- Texto fornecido:

Como funciona o registro de marca na prática

O registro de marca costuma ser visto como um processo simples, resumido ao envio de um pedido ao INPI. Na prática, no entanto, ele envolve uma sequência de etapas que exigem análise, acompanhamento e tomada de decisão ao longo do caminho.

O primeiro passo é a análise de viabilidade. Essa etapa não se resume a verificar se o nome está disponível. Ela envolve a identificação de marcas semelhantes, avaliação de riscos de conflito e entendimento sobre as chances reais de aprovação.

Com essa análise concluída, o pedido é protocolado. A partir desse momento, a marca passa a fazer parte de um processo administrativo que será analisado pelo INPI. Após o protocolo, o pedido segue para exame formal e técnico. Nessa fase, o órgão avalia se a marca atende aos critérios legais exigidos. Durante esse período, podem surgir exigências que precisam ser respondidas dentro de prazos específicos.

Além disso, existe a possibilidade de manifestação de terceiros, conhecida como oposição.

Isso ocorre quando outra empresa entende que o pedido pode gerar conflito com uma marca já existente.

Outro ponto importante é o tempo. O processo de registro não é imediato e pode levar meses até a conclusão. Durante esse período, o acompanhamento é essencial para garantir que nenhuma etapa seja perdida.

A ausência de monitoramento pode comprometer o andamento do pedido e impactar diretamente no resultado. Por isso, registrar uma marca vai além de iniciar um processo. É necessário conduzi-lo com estratégia, atenção e conhecimento técnico. Quando bem executado, o registro garante exclusividade, segurança jurídica e fortalece a marca como um ativo do negócio.

- Itens armazenados:
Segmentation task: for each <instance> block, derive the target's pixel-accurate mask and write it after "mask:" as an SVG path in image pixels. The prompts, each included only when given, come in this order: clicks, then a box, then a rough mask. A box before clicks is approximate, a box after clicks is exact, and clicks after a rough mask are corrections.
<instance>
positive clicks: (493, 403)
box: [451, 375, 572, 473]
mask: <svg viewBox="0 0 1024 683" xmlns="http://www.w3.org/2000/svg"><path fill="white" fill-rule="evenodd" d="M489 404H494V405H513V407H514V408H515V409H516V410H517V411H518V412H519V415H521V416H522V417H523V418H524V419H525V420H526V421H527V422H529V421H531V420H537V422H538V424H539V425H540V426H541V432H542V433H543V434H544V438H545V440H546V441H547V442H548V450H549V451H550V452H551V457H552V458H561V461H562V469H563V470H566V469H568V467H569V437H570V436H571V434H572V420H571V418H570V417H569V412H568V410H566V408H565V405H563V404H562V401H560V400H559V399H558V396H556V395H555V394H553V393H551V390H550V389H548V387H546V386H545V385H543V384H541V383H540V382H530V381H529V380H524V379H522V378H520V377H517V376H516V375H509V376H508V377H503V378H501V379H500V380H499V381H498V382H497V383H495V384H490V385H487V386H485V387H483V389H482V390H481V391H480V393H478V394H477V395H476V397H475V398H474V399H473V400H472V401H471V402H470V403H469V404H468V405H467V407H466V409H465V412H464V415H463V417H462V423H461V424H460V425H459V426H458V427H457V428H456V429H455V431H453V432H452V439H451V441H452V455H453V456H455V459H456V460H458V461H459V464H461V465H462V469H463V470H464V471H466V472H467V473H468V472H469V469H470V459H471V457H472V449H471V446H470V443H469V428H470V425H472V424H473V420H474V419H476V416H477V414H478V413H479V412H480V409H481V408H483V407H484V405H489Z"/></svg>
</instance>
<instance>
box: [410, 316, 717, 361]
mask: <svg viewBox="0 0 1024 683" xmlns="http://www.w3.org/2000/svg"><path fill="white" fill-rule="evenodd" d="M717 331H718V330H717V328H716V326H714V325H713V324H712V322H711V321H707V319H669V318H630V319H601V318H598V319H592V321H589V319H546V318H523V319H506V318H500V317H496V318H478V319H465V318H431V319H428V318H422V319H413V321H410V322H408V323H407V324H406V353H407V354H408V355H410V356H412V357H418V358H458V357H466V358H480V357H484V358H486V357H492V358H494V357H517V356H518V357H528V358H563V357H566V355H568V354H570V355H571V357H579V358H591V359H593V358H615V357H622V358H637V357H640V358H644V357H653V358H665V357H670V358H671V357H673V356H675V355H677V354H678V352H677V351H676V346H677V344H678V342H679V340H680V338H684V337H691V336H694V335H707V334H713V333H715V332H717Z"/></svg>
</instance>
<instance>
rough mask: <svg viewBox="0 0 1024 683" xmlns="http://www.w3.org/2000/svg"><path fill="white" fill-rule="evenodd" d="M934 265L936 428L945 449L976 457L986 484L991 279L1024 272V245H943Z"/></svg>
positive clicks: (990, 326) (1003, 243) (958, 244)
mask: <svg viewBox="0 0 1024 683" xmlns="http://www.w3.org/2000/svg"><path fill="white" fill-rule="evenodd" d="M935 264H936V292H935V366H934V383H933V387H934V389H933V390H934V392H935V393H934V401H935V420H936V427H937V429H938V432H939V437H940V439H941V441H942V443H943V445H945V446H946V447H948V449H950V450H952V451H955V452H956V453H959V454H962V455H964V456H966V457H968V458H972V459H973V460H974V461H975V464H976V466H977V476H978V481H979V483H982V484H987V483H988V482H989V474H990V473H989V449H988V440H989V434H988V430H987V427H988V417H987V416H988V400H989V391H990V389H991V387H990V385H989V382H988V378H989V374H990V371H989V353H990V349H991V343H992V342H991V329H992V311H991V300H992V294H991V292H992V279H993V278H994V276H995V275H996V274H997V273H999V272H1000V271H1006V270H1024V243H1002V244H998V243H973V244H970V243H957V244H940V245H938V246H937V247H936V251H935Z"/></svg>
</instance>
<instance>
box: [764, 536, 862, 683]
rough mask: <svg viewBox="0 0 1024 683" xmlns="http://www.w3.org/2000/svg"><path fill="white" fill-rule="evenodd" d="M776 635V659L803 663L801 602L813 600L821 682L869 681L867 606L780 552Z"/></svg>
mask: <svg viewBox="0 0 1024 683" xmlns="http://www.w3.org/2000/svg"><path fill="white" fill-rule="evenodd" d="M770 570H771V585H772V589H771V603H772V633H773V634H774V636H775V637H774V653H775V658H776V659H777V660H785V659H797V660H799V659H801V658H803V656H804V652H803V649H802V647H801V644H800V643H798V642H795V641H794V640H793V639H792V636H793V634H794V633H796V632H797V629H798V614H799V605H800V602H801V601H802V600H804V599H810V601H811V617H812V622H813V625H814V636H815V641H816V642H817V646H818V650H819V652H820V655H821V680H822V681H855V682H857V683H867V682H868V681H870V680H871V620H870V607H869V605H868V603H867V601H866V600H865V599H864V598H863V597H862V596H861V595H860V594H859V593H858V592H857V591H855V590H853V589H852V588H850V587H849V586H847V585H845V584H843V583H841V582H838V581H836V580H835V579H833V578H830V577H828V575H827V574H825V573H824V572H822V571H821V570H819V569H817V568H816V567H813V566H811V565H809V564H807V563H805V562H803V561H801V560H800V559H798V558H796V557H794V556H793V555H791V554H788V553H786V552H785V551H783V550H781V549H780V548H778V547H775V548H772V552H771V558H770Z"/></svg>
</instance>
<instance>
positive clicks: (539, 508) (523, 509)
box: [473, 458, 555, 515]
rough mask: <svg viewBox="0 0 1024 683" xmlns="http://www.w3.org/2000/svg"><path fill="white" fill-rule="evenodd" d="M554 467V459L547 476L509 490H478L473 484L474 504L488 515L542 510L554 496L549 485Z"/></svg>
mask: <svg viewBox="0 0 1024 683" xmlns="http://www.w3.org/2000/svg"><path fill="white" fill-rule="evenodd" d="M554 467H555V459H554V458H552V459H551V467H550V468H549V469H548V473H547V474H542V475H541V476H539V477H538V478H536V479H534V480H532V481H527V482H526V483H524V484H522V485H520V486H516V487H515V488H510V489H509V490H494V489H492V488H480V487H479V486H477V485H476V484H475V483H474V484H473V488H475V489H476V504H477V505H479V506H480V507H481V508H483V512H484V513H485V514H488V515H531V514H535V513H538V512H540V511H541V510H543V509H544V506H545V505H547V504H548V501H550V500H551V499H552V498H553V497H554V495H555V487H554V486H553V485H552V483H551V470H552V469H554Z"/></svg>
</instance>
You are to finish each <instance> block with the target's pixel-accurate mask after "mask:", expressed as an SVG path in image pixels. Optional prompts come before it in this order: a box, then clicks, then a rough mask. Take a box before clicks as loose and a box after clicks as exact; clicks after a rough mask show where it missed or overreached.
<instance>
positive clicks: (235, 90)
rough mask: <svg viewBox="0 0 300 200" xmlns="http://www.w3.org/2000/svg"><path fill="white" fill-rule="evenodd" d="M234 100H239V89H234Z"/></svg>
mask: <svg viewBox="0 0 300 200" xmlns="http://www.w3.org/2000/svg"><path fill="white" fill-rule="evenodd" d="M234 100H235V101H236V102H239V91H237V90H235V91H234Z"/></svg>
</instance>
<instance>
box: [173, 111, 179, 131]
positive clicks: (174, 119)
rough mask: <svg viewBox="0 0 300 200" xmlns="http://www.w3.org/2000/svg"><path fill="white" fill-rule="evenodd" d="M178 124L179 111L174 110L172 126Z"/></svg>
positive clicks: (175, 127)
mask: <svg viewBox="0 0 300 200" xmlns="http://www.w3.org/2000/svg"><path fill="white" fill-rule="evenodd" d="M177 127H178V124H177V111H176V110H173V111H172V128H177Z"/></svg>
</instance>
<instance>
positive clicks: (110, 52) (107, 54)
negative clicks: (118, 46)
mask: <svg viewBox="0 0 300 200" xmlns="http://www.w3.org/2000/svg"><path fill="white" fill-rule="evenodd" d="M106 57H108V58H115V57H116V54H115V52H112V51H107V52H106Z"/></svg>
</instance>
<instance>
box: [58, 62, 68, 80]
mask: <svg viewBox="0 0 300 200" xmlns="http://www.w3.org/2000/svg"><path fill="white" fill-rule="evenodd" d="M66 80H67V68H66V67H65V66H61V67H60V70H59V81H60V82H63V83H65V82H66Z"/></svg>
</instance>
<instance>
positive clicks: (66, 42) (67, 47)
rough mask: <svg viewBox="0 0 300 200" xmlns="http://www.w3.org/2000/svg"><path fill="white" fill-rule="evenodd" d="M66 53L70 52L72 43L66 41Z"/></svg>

- Ações necessárias:
**1.** Segundo o texto sobre registro de marca, qual é o primeiro passo do processo?
**2.** Reproduza do texto sobre registro de marca o trecho que começa em "O primeiro passo" e vai até "conhecida como oposição.", incluindo essas palavras.
As linhas não entram em nada disto.

- Respostas numeradas:
**1.** A análise de viabilidade.

**2.**
O primeiro passo é a análise de viabilidade. Essa etapa não se resume a verificar se o nome está disponível. Ela envolve a identificação de marcas semelhantes, avaliação de riscos de conflito e entendimento sobre as chances reais de aprovação.

Com essa análise concluída, o pedido é protocolado. A partir desse momento, a marca passa a fazer parte de um processo administrativo que será analisado pelo INPI. Após o protocolo, o pedido segue para exame formal e técnico. Nessa fase, o órgão avalia se a marca atende aos critérios legais exigidos. Durante esse período, podem surgir exigências que precisam ser respondidas dentro de prazos específicos.

Além disso, existe a possibilidade de manifestação de terceiros, conhecida como oposição.